## What this task involves
Which lines in the rows below contain the string "singlet"? Report every such line, treating uppercase and lowercase as different.

Rows from an object pointing dataset
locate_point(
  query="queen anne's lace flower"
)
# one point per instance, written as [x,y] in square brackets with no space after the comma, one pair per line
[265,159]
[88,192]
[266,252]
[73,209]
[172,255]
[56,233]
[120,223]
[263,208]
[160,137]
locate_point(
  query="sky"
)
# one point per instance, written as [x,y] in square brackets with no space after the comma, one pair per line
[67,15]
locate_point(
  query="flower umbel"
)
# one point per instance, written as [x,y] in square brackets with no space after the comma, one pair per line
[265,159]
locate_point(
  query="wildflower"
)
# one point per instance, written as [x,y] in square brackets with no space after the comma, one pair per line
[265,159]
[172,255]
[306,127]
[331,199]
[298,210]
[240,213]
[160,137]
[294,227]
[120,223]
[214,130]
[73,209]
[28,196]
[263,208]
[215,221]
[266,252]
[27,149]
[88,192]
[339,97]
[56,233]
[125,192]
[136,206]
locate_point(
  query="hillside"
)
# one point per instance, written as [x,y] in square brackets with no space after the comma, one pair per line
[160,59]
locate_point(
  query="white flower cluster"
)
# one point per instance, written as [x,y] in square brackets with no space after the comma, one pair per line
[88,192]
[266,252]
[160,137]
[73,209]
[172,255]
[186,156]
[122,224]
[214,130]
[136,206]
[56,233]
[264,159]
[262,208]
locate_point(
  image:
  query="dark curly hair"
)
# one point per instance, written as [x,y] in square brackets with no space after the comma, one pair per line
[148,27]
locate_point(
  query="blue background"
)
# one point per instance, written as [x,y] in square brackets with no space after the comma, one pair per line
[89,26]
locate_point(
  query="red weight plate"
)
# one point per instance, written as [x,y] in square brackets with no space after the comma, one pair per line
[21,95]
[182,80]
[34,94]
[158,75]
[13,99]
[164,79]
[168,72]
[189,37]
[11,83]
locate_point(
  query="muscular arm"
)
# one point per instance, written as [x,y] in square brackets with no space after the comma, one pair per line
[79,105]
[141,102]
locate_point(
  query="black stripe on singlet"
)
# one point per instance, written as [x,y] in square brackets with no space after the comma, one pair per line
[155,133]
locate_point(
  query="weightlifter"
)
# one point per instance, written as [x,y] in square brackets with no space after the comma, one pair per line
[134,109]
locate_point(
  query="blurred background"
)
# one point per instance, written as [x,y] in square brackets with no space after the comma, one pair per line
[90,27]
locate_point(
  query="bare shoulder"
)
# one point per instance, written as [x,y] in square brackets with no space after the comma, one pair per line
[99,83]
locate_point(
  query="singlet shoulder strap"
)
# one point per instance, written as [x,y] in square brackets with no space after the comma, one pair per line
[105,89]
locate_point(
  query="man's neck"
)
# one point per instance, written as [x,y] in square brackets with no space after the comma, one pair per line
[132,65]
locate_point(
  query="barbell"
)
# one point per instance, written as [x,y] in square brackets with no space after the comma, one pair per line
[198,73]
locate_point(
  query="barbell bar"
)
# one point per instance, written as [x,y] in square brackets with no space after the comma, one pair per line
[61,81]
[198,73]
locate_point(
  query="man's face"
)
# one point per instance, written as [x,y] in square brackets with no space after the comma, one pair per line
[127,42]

---

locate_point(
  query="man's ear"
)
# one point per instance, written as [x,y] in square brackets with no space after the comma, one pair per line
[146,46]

## Worked answer
  query="black stripe on singlet"
  query="singlet shoulder strap"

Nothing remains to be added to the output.